Watch keynotes and sessions from MongoDB.live, our virtual developer conference.

Group on two fields that point to same collection

I have a collection Sale, with these fields:

{
  buyer,
  seller,
  // ...lots of other fields, like:
  project,
  product,
  creationDate,
}

Both seller and buyer are ObjectIds that reference a User collection:

{
  name,
  emails: [],
  // etc.
}

Buyers and sellers can be involved in multiple Sales.
My goal is to get a list of unique users that are attached to a bunch of Sales. Sortable on name and email (last one in the array).

I know how to use $lookup to populate the buyer and seller from the User coll. And if it were only one user-filed in Sale I would use $group to get a unique list.

I have also tried to get the buyers and sellers in separate queries and then use javascript to get a list of unique ids, but this takes way too long.

Is there and efficient aggregation way to do this?

▸ Data to process:
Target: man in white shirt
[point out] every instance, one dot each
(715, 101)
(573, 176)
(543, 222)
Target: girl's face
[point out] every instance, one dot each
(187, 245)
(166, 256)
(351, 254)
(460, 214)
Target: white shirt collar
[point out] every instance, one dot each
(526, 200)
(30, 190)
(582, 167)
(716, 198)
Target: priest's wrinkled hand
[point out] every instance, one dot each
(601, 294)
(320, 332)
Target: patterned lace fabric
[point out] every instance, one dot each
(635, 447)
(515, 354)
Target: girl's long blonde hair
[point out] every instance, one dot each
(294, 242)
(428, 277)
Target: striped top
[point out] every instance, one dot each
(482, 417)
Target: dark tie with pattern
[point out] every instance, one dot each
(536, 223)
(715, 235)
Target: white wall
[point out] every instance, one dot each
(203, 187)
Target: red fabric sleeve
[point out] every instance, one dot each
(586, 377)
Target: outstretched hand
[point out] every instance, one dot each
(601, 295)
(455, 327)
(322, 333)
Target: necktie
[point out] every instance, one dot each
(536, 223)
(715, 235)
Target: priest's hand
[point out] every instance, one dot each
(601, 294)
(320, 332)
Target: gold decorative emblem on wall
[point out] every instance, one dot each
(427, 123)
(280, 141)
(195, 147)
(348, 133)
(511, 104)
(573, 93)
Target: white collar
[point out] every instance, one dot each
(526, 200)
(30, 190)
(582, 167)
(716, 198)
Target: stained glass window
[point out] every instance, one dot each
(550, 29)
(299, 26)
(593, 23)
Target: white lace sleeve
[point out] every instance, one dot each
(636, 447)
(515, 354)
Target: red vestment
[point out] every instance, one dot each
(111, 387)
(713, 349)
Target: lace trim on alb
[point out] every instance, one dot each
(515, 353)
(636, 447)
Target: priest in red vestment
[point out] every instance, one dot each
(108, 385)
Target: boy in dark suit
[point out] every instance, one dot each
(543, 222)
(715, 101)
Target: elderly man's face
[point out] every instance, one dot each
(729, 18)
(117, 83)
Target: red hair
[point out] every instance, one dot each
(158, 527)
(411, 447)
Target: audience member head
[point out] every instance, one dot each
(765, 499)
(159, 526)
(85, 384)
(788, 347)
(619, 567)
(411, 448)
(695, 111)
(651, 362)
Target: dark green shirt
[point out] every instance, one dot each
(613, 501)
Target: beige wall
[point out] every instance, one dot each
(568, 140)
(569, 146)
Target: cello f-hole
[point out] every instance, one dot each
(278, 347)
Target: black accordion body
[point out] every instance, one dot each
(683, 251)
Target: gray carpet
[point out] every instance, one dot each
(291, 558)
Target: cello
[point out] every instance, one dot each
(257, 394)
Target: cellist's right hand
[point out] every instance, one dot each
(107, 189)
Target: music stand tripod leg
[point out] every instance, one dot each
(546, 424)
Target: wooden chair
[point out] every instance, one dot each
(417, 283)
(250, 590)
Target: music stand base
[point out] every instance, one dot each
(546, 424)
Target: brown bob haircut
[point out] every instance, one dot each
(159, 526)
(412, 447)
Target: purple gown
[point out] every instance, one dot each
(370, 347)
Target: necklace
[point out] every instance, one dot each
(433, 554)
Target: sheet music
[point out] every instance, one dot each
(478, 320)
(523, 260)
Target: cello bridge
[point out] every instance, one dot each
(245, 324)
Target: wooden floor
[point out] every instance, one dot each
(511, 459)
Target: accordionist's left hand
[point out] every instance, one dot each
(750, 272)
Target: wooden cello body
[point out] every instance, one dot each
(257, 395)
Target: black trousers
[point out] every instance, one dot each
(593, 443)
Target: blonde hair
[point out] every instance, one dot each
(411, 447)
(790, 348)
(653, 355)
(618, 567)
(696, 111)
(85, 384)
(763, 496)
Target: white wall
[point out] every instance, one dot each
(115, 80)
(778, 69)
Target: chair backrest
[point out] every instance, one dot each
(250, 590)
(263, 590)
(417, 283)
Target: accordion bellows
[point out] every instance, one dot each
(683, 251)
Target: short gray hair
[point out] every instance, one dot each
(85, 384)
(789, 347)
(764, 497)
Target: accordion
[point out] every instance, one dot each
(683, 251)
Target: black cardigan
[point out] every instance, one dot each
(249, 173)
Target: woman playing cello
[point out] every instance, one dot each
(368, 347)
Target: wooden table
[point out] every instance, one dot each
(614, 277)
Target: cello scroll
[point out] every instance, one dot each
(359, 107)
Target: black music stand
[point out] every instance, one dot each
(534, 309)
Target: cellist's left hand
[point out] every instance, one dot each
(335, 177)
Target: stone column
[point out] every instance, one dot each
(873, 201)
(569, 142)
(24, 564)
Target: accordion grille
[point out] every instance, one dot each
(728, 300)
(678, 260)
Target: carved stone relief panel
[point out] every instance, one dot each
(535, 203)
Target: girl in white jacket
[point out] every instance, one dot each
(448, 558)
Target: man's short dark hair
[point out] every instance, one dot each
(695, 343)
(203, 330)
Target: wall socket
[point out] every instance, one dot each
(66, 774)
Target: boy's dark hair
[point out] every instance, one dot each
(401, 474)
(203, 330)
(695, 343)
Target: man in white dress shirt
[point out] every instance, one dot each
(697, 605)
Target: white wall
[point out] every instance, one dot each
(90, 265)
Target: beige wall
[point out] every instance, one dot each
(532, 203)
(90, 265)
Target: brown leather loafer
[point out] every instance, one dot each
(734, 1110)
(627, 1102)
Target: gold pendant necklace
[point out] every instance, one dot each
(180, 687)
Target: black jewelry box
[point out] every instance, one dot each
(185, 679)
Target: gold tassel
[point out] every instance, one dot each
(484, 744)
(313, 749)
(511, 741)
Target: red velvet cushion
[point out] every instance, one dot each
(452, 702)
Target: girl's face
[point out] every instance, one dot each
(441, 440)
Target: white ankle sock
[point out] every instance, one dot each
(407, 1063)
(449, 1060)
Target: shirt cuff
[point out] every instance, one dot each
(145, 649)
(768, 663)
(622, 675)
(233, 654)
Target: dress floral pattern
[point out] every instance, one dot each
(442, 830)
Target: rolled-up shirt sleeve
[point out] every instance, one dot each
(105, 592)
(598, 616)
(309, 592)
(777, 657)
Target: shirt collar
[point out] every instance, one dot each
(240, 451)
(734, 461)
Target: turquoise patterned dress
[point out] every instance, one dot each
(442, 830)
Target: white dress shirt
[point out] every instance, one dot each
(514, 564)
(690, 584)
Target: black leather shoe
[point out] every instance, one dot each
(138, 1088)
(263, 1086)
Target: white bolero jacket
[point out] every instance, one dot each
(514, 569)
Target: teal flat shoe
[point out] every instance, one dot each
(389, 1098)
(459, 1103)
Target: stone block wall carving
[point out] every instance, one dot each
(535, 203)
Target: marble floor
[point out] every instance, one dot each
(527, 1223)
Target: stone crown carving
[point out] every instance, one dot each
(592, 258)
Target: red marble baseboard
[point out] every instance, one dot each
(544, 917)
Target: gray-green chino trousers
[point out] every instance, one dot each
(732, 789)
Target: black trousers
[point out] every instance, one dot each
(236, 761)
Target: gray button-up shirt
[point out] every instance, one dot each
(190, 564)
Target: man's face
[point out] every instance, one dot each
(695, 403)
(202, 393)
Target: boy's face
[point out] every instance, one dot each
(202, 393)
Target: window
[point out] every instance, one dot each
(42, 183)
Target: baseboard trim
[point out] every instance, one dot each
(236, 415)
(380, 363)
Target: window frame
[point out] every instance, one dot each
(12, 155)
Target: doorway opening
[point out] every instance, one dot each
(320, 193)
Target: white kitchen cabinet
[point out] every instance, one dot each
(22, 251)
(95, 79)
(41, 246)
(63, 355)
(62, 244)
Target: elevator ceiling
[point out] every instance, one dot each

▸ To do:
a) Rename "kitchen cabinet" to "kitchen cupboard" in the listing, starting at the line containing "Target: window frame" and ending at the listing's final line. Give those lines back with everything else unchanged.
b) Write what comes next in the forum post about getting unique users from the buyer and seller fields of MongoDB sales.

▸ Answers provided:
a)
Target: window frame
[point out] every instance, one dot each
(12, 155)
Target: doorway opening
[point out] every instance, one dot each
(320, 193)
Target: white kitchen cupboard
[point out] every instance, one dot each
(22, 251)
(95, 79)
(41, 246)
(63, 355)
(62, 244)
Target: elevator ceiling
[point out] every instance, one dot each

b)
Here is a sample aggregation, that you can use to sort your sellers&buyers users by their user.name (or other fields):

const pipeline = [
  // first, group ids of buyers and sellers
  {
    $group: {
      _id: null,
      buyersIds: {
        $addToSet: '$buyer',
      },
      sellersIds: {
        $addToSet: '$seller',
      },
    },
  },
  // then, concat grouped ids into single array 
  // to fetch users with one single $lookup
  // ids in the array will not be unique, 
  // but that does not matter for $lookup
 
  // PS: you can $unwind 'userIsds' 
  // and then $group them like we did with 'buyersIds' above,
  // if unique values in 'usersIds' bother you :)
  {
    $project: {
      usersIds: {
        $concatArrays: ['$buyersIds', '$sellersIds'],
      },
    },
  },
  // use $lookup to join users by ids from accumulated array
  {
    $lookup: {
      from: '',
      localField: 'usersIds',
      foreignField: '_id',
      as: 'users',
    },
  },
  // unwind 'users' to be bring out each user to upper level
  {
    $unwind: '$users',
  },
  // make each user a root object in the pipeline array
  {
    $replaceRoot: {
      newRoot: '$users',
    },
  },
  // sort user objects, like you want
  {
    $sort: {
      name: 1,
    },
  },
];

To be able to sort by user email, that lays in the array, you will need to replace the $sort stage in above aggregation to this:

// destruct your emails array to be able to sort by its values
{
  $unwind: '$emails',
},
// do the sort
{
  $sort: {
    name: 1,
    emails: -1,
  },
},
// re-construct user objects like they were before $unwind
{
  group: {
    _id: '$_id',
    emails: {
    $push: '$emails',
  },
  // and for the rest fields
  sampleField: {
    $first: '$sampleFields',
  },
  // ...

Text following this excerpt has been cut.